* [Task statement]: Copy each line below exactly and leave the pictures out.

● ● ●

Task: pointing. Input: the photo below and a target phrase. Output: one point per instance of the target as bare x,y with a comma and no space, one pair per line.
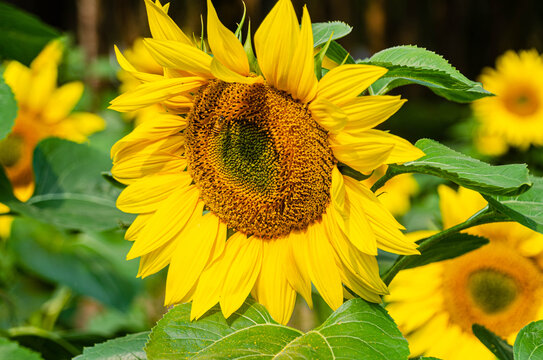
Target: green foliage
526,208
129,347
463,170
12,350
414,65
8,107
333,30
494,343
529,342
357,330
70,191
62,259
22,36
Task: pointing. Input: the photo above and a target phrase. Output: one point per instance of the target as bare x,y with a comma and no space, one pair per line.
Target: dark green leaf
62,259
414,65
323,31
70,191
12,350
463,170
357,330
498,346
529,342
526,208
22,36
8,106
129,347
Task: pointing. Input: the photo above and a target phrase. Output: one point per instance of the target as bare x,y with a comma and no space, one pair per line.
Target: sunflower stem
484,216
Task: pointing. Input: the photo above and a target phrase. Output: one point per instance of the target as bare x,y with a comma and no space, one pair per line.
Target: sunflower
142,61
43,111
396,193
514,117
499,286
237,187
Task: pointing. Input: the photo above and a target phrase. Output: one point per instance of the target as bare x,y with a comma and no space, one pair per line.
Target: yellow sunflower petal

● ● ●

* [Output below]:
Task: pointing. Input: the photo below and a target phrase. Output: one point per instance of the target as bare x,y with a comma and no space, one pair per line.
Target: green foliage
526,208
129,347
463,170
12,350
414,65
8,107
333,30
494,343
529,342
357,330
70,191
62,259
22,36
Task: pointing. Input: the photo above and a target phrase. Output: one point per instance of the target as bare x,y with a comma and no space, one pair per line.
Target: dark green leaf
62,259
414,65
323,31
70,191
12,350
463,170
357,330
498,346
529,342
526,208
22,36
8,106
129,347
Task: pointing. Input: the photo above and a target phrase. Output: one point per instance of the target as bare x,y with a comma and no space, one pair per line.
Target: sunflower stem
484,216
Task: pointing. Input: the photo above and a target phrase. Output: one point per instance of the target as bare x,y with a comma and no space, one pair per line.
Target: sunflower
142,61
43,111
396,193
514,117
499,286
237,187
Task: pointing. Input: the photo above and a target phrase. Output: one point per instance of the target as bare x,y with a comma and no space, one pair per line.
Target: yellow sunflower petal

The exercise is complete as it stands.